Given request
List every line in the records below that contains the string "Target", copying each line in full.

Named object pointing entries:
------------------------------------------------------------------------
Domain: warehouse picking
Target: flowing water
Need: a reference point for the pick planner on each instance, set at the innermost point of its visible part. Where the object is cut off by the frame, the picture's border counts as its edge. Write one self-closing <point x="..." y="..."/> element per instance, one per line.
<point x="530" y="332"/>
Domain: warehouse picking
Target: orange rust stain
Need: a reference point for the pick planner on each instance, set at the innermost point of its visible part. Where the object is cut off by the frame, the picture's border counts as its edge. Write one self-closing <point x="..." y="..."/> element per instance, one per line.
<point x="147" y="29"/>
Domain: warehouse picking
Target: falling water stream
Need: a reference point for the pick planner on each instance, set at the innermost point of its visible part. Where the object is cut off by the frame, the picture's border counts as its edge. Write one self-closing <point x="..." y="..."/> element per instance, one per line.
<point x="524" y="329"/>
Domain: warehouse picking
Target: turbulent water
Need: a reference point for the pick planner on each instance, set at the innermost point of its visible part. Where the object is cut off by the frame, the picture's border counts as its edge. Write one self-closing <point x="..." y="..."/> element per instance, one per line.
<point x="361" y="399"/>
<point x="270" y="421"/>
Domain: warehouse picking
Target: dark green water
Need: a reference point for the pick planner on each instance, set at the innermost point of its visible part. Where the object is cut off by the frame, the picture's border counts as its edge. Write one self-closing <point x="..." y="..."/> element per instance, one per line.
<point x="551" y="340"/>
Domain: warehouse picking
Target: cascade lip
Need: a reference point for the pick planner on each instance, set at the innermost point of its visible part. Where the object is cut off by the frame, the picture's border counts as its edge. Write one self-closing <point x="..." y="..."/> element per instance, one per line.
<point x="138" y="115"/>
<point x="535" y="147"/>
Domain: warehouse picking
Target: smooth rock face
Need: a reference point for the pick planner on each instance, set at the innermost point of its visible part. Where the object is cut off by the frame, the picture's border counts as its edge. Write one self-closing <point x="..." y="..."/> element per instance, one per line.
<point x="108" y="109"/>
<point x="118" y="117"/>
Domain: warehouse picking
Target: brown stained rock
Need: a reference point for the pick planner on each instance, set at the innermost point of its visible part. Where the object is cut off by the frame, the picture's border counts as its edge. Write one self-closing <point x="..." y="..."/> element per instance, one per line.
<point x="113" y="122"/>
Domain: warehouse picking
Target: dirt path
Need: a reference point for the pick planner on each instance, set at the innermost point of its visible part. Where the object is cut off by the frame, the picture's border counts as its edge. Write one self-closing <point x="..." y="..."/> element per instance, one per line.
------------------------------------------------------------------------
The result
Target: flowing water
Target: orange rust stain
Target: falling water stream
Target: turbulent water
Target: dark green water
Target: cascade lip
Target: smooth rock face
Target: brown stained rock
Target: dirt path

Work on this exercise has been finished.